Please output the whole Detroit Tigers text below, word for word.
+++ EXERCISE TEXT +++
The silly new rules that Rob Manfred wants to keep bringing to the game. How do the owners view what they are doing with revenue sharing amongst themselves? What will the rules for reaching free agency and arbitration be going forward? There is a ton to be settled. There is something to be said to have maximum flexibility to move forward properly under the rules that will govern the game for at least a good portion of this decade.
4- Player development
The Detroit Tigers as they stand right now does not have a guaranteed 2 WAR starter anywhere in the starting nine unless you are sold on The Candy Man like Fangraphs projects. We think we have a couple of stars in the making, or at least legitimate everyday players coming in Spencer Torkelson and Riley Greene.
What does the timetable look like for them? Will any of the other prospects/suspects take a big step forward and knock on the door for 2022 or 2023? Is Jeimer Candelario the player we saw in 200 PA’s last year or the guy we saw in 1000 PA’s between 2018-19, or somewhere in between? Can Isaac Parades play 2B? How will Willi Castro do over a full season knowing his .448 BABIP will not occur again? Can Jake Rogers take the reins as the catcher of the future? Will JaCoby Jones bounceback, can he stay healthy, and is he worth keeping around for at least the next couple of seasons?
+++ GIVEN ENTRIES +++
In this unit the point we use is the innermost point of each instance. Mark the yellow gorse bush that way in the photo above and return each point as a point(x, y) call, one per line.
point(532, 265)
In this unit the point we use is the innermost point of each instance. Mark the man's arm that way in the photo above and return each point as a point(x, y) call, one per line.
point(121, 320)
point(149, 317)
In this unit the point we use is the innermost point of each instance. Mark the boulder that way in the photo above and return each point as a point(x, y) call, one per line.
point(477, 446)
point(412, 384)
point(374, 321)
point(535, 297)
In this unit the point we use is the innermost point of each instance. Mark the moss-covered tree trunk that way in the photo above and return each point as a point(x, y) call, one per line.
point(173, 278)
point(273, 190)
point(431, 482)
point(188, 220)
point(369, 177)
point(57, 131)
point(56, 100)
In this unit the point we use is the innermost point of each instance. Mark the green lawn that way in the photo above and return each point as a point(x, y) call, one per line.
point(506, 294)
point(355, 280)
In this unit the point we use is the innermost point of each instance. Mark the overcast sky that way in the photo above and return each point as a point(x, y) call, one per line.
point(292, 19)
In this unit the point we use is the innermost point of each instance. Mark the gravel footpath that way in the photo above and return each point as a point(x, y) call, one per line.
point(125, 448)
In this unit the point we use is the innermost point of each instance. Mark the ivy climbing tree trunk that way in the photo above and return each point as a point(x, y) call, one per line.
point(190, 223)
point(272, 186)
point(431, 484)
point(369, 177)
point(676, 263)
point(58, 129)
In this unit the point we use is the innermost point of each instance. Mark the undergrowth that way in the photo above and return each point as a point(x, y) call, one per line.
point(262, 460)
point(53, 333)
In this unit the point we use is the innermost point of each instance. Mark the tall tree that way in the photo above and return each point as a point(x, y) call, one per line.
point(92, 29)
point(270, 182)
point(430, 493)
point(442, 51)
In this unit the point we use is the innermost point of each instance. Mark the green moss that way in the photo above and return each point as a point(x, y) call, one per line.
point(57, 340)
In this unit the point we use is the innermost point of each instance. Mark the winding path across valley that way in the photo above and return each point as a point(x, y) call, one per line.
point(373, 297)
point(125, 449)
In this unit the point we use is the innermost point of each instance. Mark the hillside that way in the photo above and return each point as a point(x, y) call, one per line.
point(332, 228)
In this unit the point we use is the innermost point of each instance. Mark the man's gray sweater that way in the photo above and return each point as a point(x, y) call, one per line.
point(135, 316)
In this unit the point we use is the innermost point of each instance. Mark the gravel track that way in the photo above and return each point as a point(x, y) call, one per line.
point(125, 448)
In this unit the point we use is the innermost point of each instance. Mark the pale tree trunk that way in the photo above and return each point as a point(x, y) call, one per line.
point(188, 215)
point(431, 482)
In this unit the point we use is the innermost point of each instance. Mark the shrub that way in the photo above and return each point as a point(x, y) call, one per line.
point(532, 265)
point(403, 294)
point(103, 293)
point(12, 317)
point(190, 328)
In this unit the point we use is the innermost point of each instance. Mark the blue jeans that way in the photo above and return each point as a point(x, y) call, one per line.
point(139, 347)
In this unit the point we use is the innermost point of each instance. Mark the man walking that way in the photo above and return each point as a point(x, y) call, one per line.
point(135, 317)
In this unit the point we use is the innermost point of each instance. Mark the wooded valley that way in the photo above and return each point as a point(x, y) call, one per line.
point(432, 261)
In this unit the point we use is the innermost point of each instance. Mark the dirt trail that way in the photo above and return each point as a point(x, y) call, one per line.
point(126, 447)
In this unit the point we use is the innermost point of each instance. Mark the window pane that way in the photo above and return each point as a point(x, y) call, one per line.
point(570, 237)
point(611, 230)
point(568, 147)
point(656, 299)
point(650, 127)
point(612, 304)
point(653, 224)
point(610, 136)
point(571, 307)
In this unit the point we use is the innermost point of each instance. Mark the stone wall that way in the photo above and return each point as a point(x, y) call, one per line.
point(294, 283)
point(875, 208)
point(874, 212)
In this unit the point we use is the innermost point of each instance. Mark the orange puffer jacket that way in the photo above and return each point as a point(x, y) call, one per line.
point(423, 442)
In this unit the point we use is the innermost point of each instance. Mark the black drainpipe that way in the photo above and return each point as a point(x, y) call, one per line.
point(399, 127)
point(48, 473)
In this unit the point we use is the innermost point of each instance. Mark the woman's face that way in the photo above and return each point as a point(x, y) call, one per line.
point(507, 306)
+++
* [TASK SOLUTION]
The silly new rules that Rob Manfred wants to keep bringing to the game. How do the owners view what they are doing with revenue sharing amongst themselves? What will the rules for reaching free agency and arbitration be going forward? There is a ton to be settled. There is something to be said to have maximum flexibility to move forward properly under the rules that will govern the game for at least a good portion of this decade.
4- Player development
The Detroit Tigers as they stand right now does not have a guaranteed 2 WAR starter anywhere in the starting nine unless you are sold on The Candy Man like Fangraphs projects. We think we have a couple of stars in the making, or at least legitimate everyday players coming in Spencer Torkelson and Riley Greene.
What does the timetable look like for them? Will any of the other prospects/suspects take a big step forward and knock on the door for 2022 or 2023? Is Jeimer Candelario the player we saw in 200 PA’s last year or the guy we saw in 1000 PA’s between 2018-19, or somewhere in between? Can Isaac Parades play 2B? How will Willi Castro do over a full season knowing his .448 BABIP will not occur again? Can Jake Rogers take the reins as the catcher of the future? Will JaCoby Jones bounceback, can he stay healthy, and is he worth keeping around for at least the next couple of seasons?